以下の映画ブログの記事を読み、次の問いに答えてください。
1. 「タクシードライバー」は何年にどこの国で製作された映画ですか。
2. この映画の監督は誰ですか。
3. トラビス・ビックルの職業は何ですか。

# 提供テキスト
▼

おじさんの映画三昧

旧作を含めほぼ毎日映画を見ております。
それらの映画評(ほとんど感想文ですが)を掲載していきます。

タクシードライバー

2019-10-15 08:33:14 | 映画
「タクシードライバー」 1976年 アメリカ


監督 マーティン・スコセッシ
出演 ロバート・デ・ニーロ
   シビル・シェパード
   ピーター・ボイル
   ジョディ・フォスター
   アルバート・ブルックス
   ハーヴェイ・カイテル
   ジョー・スピネル
   マーティン・スコセッシ
   ダイアン・アボット
   ヴィック・アルゴ
   レオナルド・ハリス

ストーリー
トラビス・ビックル(ロバート・デ・ニーロ)はニューヨークのタクシーの運転手である。
ある日、トラビスは大統領候補パランタインの選挙事務所に勤める美しい選挙運動員ベッツィ(シビル・シェパード)に目をつけ、数日後に選挙運動に参加したいとベッツィに申し込み、デートに誘うことに成功した。

▲

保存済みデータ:
▼

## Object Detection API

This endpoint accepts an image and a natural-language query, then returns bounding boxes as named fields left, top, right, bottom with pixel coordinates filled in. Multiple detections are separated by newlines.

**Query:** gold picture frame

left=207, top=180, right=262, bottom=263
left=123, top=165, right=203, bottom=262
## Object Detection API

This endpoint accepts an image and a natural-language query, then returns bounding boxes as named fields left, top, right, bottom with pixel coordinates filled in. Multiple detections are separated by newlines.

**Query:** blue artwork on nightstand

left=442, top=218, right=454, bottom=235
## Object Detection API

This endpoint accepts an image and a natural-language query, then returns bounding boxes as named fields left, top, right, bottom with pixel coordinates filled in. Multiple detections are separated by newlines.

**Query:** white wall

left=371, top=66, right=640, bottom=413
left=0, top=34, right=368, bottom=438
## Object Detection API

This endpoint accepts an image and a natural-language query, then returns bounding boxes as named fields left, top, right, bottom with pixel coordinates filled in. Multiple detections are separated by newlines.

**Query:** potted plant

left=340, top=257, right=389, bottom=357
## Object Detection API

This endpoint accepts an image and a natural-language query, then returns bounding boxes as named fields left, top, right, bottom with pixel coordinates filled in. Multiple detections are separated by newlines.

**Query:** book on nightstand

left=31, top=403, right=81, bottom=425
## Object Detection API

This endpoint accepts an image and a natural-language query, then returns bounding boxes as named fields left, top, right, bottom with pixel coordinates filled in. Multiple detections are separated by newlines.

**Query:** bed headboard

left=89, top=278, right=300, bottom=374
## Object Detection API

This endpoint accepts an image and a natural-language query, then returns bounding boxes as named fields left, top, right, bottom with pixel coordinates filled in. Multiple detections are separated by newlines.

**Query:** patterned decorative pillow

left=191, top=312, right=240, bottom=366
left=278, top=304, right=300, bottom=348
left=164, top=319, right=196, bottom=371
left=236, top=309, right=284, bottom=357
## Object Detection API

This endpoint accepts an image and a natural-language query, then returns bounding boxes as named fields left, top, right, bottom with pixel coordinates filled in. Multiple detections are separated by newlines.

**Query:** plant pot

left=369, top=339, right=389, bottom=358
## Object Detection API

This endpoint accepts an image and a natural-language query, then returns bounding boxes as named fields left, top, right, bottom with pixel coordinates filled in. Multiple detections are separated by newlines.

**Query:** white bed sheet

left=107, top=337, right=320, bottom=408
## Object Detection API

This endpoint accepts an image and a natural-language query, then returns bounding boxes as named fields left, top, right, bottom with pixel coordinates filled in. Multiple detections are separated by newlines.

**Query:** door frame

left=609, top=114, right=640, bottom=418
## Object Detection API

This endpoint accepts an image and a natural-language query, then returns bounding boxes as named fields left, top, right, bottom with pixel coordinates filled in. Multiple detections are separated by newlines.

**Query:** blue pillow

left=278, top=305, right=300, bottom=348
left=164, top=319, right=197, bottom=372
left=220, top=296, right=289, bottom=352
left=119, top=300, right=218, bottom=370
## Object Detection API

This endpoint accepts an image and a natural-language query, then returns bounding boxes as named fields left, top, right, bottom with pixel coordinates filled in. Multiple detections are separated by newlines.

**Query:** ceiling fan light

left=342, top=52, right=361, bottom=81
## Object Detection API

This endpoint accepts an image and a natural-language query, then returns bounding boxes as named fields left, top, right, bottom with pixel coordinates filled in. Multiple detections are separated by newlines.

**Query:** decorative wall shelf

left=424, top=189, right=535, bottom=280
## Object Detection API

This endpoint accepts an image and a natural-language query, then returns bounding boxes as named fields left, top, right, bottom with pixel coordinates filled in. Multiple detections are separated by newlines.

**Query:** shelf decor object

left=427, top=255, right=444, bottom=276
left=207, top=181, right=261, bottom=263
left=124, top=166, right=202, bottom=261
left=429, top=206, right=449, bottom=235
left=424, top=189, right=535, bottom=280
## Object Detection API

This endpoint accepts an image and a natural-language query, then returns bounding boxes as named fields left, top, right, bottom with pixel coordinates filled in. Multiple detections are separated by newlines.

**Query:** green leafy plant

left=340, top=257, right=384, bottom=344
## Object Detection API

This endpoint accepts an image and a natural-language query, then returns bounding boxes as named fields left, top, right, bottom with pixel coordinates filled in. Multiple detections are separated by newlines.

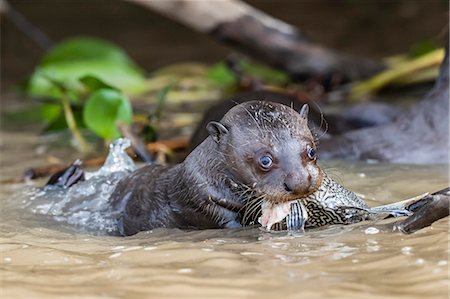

▲

# 解答
1. 1976年、アメリカです。
2. マーティン・スコセッシです。
3. ニューヨークのタクシーの運転手です。